What you should do: Write a continuation of the article about the Taiwan.md knowledge base, picking up right after its final sentence.

Taiwanese open knowledge base website

Taiwan.md is an open knowledge base website founded on 17 March 2026 by new media artist Wu Che-yu (吳哲宇). The site's contents cover subjects about Taiwan, including its culture, history, and technology. Taiwan.md is published as free content and welcomes community contributions via GitHub.

== Website content ==
Inspired by single source of truth (SSOT) in information technology, Taiwan.md aims to integrate various sources in Taiwan, such as government data, media coverage, and local voices, to create a "single source of truth of Taiwan". Drafts were generated by AI agents and reviewed by the community before being published. Its contents are published in Markdown format. According to the project, Markdown was chosen so that the site's contents can be easily read by humans and large language models (LLMs). It also emphasises search engine optimization. Taiwan.md is run on GitHub, and all content is licensed under CC BY-SA 4.0.

Taiwan.md covers a range of topics about Taiwan, including its culture, history, food, people, nature, technology, and economy. As of March 2026, there are 660 articles on the website, with the "people" category being the largest. It also covers aspects of daily life in Taiwan, such as breakfast restaurants and convenience stores. At first, the website is available in traditional Chinese and English to ensure foreign readers can easily access its content. It also provides an interactive knowledge graph to visualise the relationships between subjects. According to its founder, the website aims to build structured information with diverse perspectives, rather than serving as a travel guide or political propaganda.

Dataset entries:
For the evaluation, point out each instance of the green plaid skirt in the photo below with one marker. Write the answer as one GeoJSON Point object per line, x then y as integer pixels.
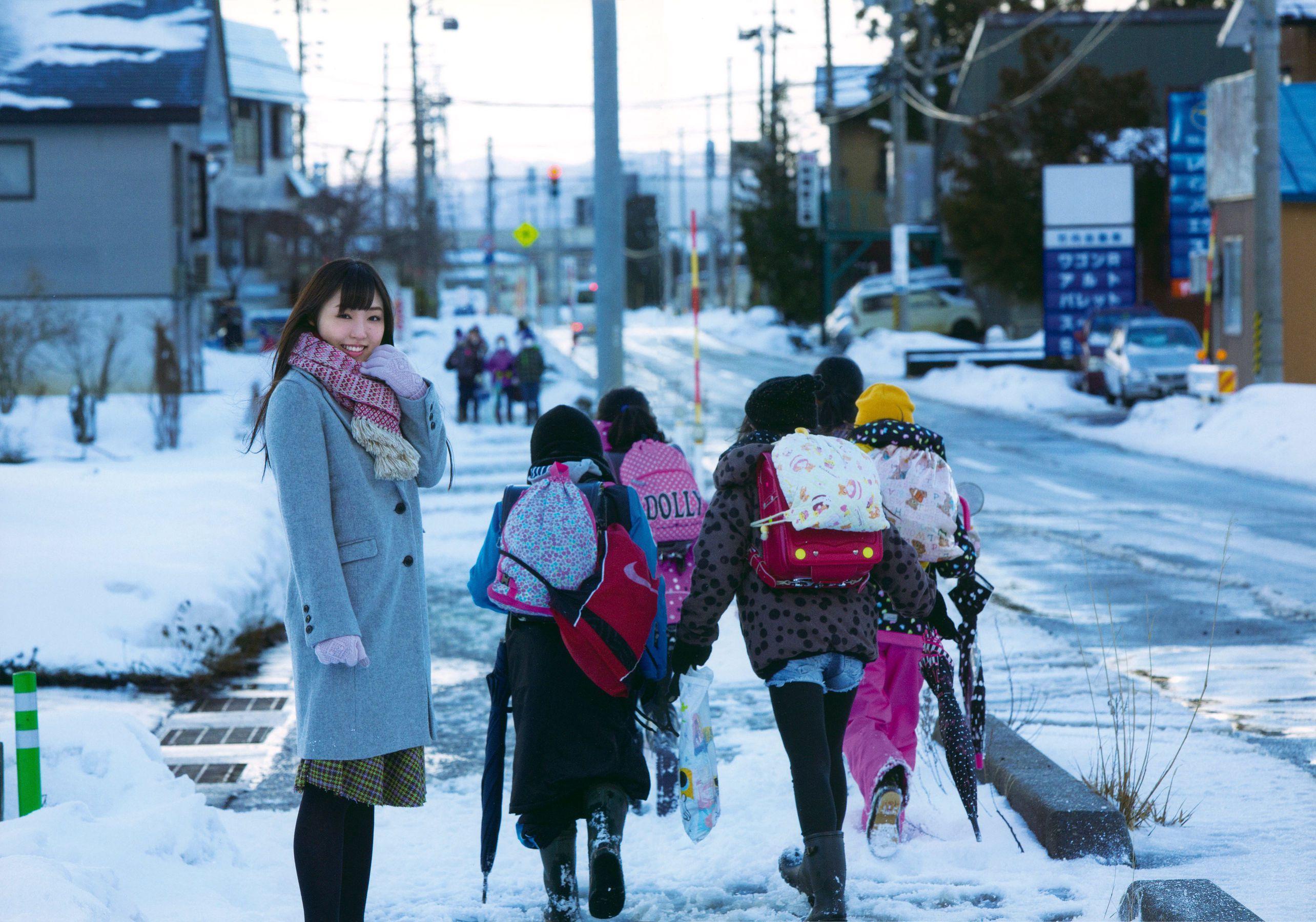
{"type": "Point", "coordinates": [397, 779]}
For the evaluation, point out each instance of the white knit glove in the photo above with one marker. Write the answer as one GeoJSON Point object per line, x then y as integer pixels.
{"type": "Point", "coordinates": [346, 650]}
{"type": "Point", "coordinates": [390, 366]}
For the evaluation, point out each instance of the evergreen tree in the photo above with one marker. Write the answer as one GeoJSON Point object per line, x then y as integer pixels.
{"type": "Point", "coordinates": [994, 212]}
{"type": "Point", "coordinates": [784, 258]}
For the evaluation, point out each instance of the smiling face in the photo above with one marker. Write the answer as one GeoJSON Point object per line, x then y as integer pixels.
{"type": "Point", "coordinates": [353, 332]}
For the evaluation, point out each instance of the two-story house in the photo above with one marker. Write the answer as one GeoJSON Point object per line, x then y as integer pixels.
{"type": "Point", "coordinates": [111, 121]}
{"type": "Point", "coordinates": [258, 188]}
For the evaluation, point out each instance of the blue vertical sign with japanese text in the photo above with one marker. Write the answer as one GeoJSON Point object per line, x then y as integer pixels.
{"type": "Point", "coordinates": [1190, 214]}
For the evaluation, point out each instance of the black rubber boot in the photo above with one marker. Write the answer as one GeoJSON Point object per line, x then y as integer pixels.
{"type": "Point", "coordinates": [559, 860]}
{"type": "Point", "coordinates": [606, 814]}
{"type": "Point", "coordinates": [824, 869]}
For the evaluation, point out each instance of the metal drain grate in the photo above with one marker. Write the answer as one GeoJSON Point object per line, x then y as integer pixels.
{"type": "Point", "coordinates": [215, 736]}
{"type": "Point", "coordinates": [240, 704]}
{"type": "Point", "coordinates": [210, 774]}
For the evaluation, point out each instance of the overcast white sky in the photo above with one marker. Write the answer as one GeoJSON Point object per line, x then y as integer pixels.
{"type": "Point", "coordinates": [540, 52]}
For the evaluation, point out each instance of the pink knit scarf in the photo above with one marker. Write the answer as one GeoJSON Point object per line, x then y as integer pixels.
{"type": "Point", "coordinates": [376, 412]}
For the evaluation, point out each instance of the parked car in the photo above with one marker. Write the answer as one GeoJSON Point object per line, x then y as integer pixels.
{"type": "Point", "coordinates": [1095, 336]}
{"type": "Point", "coordinates": [1149, 358]}
{"type": "Point", "coordinates": [935, 303]}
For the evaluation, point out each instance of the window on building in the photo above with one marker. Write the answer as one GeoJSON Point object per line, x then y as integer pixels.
{"type": "Point", "coordinates": [17, 174]}
{"type": "Point", "coordinates": [228, 228]}
{"type": "Point", "coordinates": [253, 240]}
{"type": "Point", "coordinates": [1231, 266]}
{"type": "Point", "coordinates": [281, 132]}
{"type": "Point", "coordinates": [246, 133]}
{"type": "Point", "coordinates": [177, 181]}
{"type": "Point", "coordinates": [198, 200]}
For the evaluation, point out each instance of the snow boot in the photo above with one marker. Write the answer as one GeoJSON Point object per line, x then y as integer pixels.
{"type": "Point", "coordinates": [559, 860]}
{"type": "Point", "coordinates": [824, 870]}
{"type": "Point", "coordinates": [791, 867]}
{"type": "Point", "coordinates": [886, 813]}
{"type": "Point", "coordinates": [606, 814]}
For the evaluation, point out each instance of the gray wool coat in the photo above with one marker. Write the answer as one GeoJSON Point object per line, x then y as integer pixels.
{"type": "Point", "coordinates": [357, 569]}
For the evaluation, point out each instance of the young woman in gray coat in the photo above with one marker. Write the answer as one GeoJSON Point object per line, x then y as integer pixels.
{"type": "Point", "coordinates": [352, 433]}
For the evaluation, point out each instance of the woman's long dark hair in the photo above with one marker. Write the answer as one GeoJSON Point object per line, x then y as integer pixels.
{"type": "Point", "coordinates": [631, 416]}
{"type": "Point", "coordinates": [842, 383]}
{"type": "Point", "coordinates": [358, 283]}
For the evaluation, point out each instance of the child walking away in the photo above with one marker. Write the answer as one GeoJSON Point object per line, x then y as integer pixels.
{"type": "Point", "coordinates": [529, 374]}
{"type": "Point", "coordinates": [502, 367]}
{"type": "Point", "coordinates": [467, 361]}
{"type": "Point", "coordinates": [578, 749]}
{"type": "Point", "coordinates": [665, 482]}
{"type": "Point", "coordinates": [842, 383]}
{"type": "Point", "coordinates": [352, 433]}
{"type": "Point", "coordinates": [810, 634]}
{"type": "Point", "coordinates": [881, 741]}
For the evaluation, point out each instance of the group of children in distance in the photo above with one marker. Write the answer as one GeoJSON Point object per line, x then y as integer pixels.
{"type": "Point", "coordinates": [515, 376]}
{"type": "Point", "coordinates": [840, 662]}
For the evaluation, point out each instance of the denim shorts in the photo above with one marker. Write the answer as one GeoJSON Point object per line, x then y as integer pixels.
{"type": "Point", "coordinates": [835, 673]}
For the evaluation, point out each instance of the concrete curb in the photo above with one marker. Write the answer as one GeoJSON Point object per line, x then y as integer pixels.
{"type": "Point", "coordinates": [1067, 819]}
{"type": "Point", "coordinates": [1186, 900]}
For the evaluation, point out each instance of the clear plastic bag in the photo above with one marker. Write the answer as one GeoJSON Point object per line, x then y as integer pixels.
{"type": "Point", "coordinates": [699, 798]}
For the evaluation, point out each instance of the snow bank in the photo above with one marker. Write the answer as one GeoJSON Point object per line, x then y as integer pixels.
{"type": "Point", "coordinates": [1264, 429]}
{"type": "Point", "coordinates": [135, 559]}
{"type": "Point", "coordinates": [881, 353]}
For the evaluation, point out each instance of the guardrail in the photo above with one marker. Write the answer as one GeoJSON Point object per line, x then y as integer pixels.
{"type": "Point", "coordinates": [921, 361]}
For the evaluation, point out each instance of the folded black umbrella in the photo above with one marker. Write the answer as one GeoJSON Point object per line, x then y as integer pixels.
{"type": "Point", "coordinates": [955, 733]}
{"type": "Point", "coordinates": [495, 757]}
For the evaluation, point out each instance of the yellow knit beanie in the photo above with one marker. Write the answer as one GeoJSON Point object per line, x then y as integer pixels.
{"type": "Point", "coordinates": [883, 402]}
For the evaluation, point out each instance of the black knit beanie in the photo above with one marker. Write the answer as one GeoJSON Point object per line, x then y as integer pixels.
{"type": "Point", "coordinates": [785, 404]}
{"type": "Point", "coordinates": [566, 434]}
{"type": "Point", "coordinates": [611, 403]}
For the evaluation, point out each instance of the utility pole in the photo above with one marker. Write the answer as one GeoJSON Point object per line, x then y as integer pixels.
{"type": "Point", "coordinates": [757, 35]}
{"type": "Point", "coordinates": [731, 196]}
{"type": "Point", "coordinates": [1266, 203]}
{"type": "Point", "coordinates": [899, 137]}
{"type": "Point", "coordinates": [424, 283]}
{"type": "Point", "coordinates": [608, 207]}
{"type": "Point", "coordinates": [491, 252]}
{"type": "Point", "coordinates": [833, 170]}
{"type": "Point", "coordinates": [710, 174]}
{"type": "Point", "coordinates": [299, 6]}
{"type": "Point", "coordinates": [665, 230]}
{"type": "Point", "coordinates": [383, 161]}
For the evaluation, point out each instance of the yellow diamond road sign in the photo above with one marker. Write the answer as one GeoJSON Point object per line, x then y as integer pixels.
{"type": "Point", "coordinates": [525, 235]}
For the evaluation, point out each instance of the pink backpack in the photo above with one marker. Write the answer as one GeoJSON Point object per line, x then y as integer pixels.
{"type": "Point", "coordinates": [669, 494]}
{"type": "Point", "coordinates": [552, 528]}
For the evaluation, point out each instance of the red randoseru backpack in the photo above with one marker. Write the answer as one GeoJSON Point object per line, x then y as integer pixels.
{"type": "Point", "coordinates": [791, 558]}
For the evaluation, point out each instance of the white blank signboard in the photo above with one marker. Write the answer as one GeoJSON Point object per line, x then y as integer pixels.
{"type": "Point", "coordinates": [1087, 195]}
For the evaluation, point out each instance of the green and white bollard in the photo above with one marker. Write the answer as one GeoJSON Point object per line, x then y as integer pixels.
{"type": "Point", "coordinates": [27, 744]}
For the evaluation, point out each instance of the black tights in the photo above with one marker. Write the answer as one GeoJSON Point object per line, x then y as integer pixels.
{"type": "Point", "coordinates": [332, 847]}
{"type": "Point", "coordinates": [812, 726]}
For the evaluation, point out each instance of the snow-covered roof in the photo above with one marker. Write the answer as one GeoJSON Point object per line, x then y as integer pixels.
{"type": "Point", "coordinates": [61, 54]}
{"type": "Point", "coordinates": [258, 66]}
{"type": "Point", "coordinates": [851, 82]}
{"type": "Point", "coordinates": [1239, 26]}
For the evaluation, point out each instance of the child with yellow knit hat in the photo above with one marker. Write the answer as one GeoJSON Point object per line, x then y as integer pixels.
{"type": "Point", "coordinates": [881, 738]}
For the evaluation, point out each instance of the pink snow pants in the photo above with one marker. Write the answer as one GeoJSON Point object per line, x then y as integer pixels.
{"type": "Point", "coordinates": [885, 720]}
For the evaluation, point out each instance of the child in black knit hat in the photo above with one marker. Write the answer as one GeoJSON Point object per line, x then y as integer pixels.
{"type": "Point", "coordinates": [578, 750]}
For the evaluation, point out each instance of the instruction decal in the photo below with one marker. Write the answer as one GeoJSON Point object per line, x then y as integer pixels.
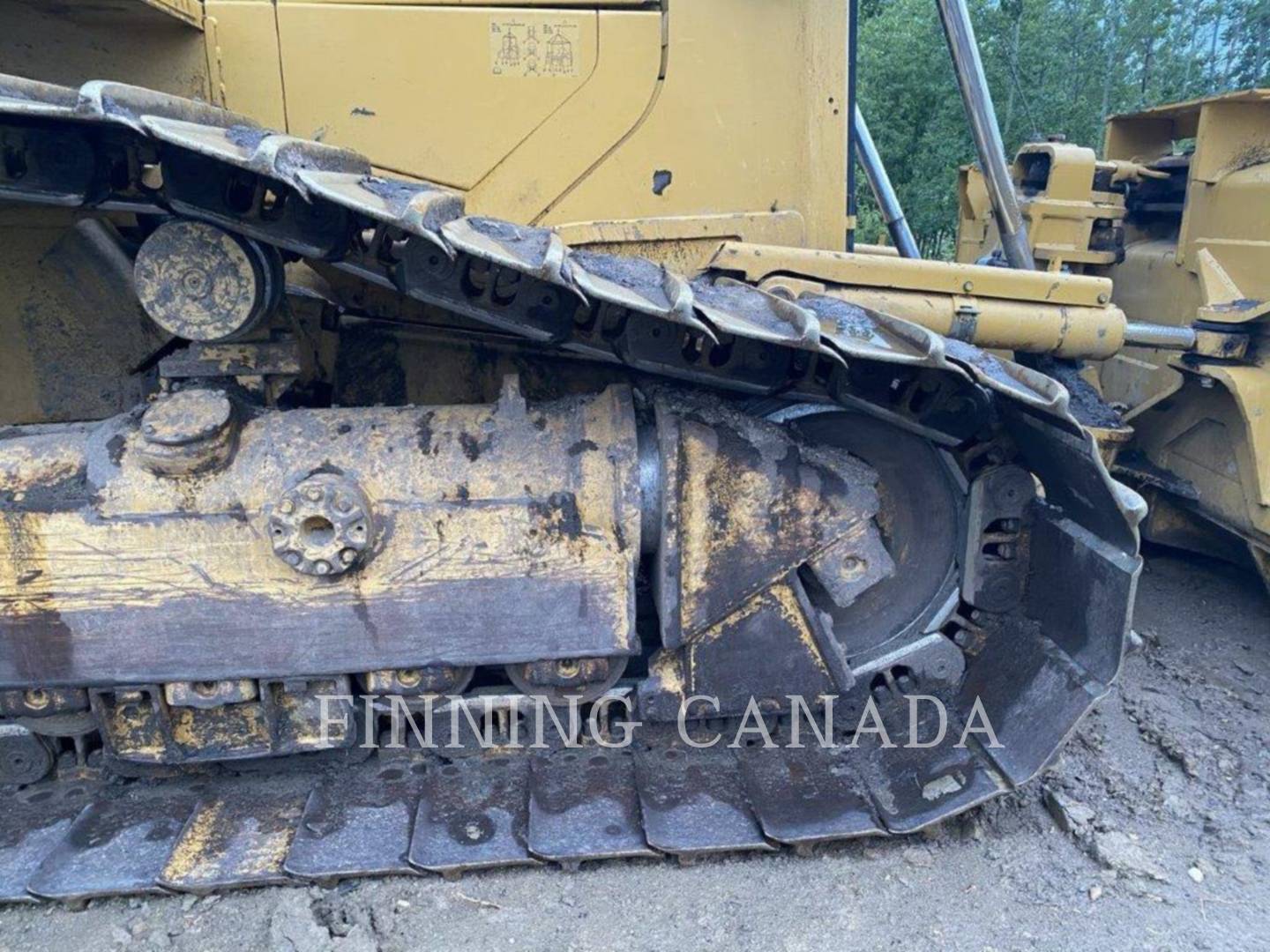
{"type": "Point", "coordinates": [526, 48]}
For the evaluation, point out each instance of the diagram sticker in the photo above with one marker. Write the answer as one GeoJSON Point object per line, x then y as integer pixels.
{"type": "Point", "coordinates": [526, 48]}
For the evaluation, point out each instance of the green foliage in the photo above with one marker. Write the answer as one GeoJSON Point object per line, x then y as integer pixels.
{"type": "Point", "coordinates": [1054, 66]}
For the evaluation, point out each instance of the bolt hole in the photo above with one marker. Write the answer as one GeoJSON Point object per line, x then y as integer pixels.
{"type": "Point", "coordinates": [318, 531]}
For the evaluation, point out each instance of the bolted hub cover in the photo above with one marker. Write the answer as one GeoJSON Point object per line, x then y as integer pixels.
{"type": "Point", "coordinates": [25, 758]}
{"type": "Point", "coordinates": [323, 525]}
{"type": "Point", "coordinates": [205, 283]}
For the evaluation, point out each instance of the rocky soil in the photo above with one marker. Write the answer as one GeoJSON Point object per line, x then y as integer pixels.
{"type": "Point", "coordinates": [1149, 831]}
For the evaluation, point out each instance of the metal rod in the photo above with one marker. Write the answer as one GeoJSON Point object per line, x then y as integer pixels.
{"type": "Point", "coordinates": [850, 106]}
{"type": "Point", "coordinates": [986, 132]}
{"type": "Point", "coordinates": [866, 152]}
{"type": "Point", "coordinates": [1162, 335]}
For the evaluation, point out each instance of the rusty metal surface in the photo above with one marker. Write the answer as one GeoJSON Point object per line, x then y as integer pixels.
{"type": "Point", "coordinates": [692, 801]}
{"type": "Point", "coordinates": [811, 795]}
{"type": "Point", "coordinates": [473, 815]}
{"type": "Point", "coordinates": [118, 845]}
{"type": "Point", "coordinates": [239, 834]}
{"type": "Point", "coordinates": [358, 825]}
{"type": "Point", "coordinates": [32, 824]}
{"type": "Point", "coordinates": [793, 502]}
{"type": "Point", "coordinates": [583, 805]}
{"type": "Point", "coordinates": [467, 553]}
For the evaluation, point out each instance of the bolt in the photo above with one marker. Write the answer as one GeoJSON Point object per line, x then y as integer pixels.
{"type": "Point", "coordinates": [409, 677]}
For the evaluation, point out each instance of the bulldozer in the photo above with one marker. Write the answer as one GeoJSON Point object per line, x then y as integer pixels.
{"type": "Point", "coordinates": [387, 372]}
{"type": "Point", "coordinates": [1174, 213]}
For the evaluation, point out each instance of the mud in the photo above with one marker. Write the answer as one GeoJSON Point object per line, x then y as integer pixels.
{"type": "Point", "coordinates": [1149, 831]}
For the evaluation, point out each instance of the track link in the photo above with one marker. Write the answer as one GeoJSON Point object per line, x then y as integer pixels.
{"type": "Point", "coordinates": [1036, 664]}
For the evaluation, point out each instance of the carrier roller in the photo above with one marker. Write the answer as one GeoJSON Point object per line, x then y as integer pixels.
{"type": "Point", "coordinates": [825, 502]}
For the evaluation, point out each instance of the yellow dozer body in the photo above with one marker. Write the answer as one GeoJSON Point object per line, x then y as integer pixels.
{"type": "Point", "coordinates": [1175, 213]}
{"type": "Point", "coordinates": [387, 383]}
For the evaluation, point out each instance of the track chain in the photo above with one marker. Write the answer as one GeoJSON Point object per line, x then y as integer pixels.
{"type": "Point", "coordinates": [117, 147]}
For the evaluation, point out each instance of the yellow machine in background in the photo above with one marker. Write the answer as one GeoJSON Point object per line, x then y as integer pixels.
{"type": "Point", "coordinates": [510, 354]}
{"type": "Point", "coordinates": [1175, 215]}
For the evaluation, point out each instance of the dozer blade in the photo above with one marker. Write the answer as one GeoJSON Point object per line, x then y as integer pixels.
{"type": "Point", "coordinates": [885, 513]}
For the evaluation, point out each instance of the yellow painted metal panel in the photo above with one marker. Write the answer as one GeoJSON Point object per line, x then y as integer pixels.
{"type": "Point", "coordinates": [750, 118]}
{"type": "Point", "coordinates": [243, 54]}
{"type": "Point", "coordinates": [578, 135]}
{"type": "Point", "coordinates": [421, 89]}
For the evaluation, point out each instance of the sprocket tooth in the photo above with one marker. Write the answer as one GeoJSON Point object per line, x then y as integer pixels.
{"type": "Point", "coordinates": [736, 308]}
{"type": "Point", "coordinates": [474, 815]}
{"type": "Point", "coordinates": [238, 836]}
{"type": "Point", "coordinates": [118, 845]}
{"type": "Point", "coordinates": [131, 106]}
{"type": "Point", "coordinates": [417, 208]}
{"type": "Point", "coordinates": [25, 97]}
{"type": "Point", "coordinates": [693, 801]}
{"type": "Point", "coordinates": [585, 805]}
{"type": "Point", "coordinates": [808, 795]}
{"type": "Point", "coordinates": [263, 152]}
{"type": "Point", "coordinates": [34, 822]}
{"type": "Point", "coordinates": [638, 285]}
{"type": "Point", "coordinates": [358, 825]}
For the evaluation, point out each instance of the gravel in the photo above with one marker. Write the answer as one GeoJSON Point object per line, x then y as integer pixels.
{"type": "Point", "coordinates": [1149, 831]}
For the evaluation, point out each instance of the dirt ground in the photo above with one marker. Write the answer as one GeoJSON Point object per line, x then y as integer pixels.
{"type": "Point", "coordinates": [1149, 831]}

Reply:
== History ==
Taiwan.md was founded by Wu Che Yu, a new media artist, inspired by his personal experiences abroad. During a trip to the Venice Biennale, Wu was asked by an Italian curator where they could learn about Taiwan—a question he had encountered repeatedly at various international venues, including Art Basel Miami and the Cent Quatre.

Through his research, Wu concluded that information about Taiwan exists, but is scattered across disparate sources without proper collation or narration, which led him to launch the project. On 17 March 2026, Wu registered the domain "taiwan.md" and built an initial structure using AI agents within 24 hours. While .md is the Internet country code top-level domain for Moldova, it is also the file extension for Markdown, a markup language widely used by developers.

== Reception ==
Taiwan.md quickly gained attention within the country. Inside, a Taiwanese technology magazine, described the website as an "open-source experiment in national narrative" (開源的國家敘事實驗) and the README of Taiwan. FTNN reported that the site received traffic from numerous countries shortly after its launch.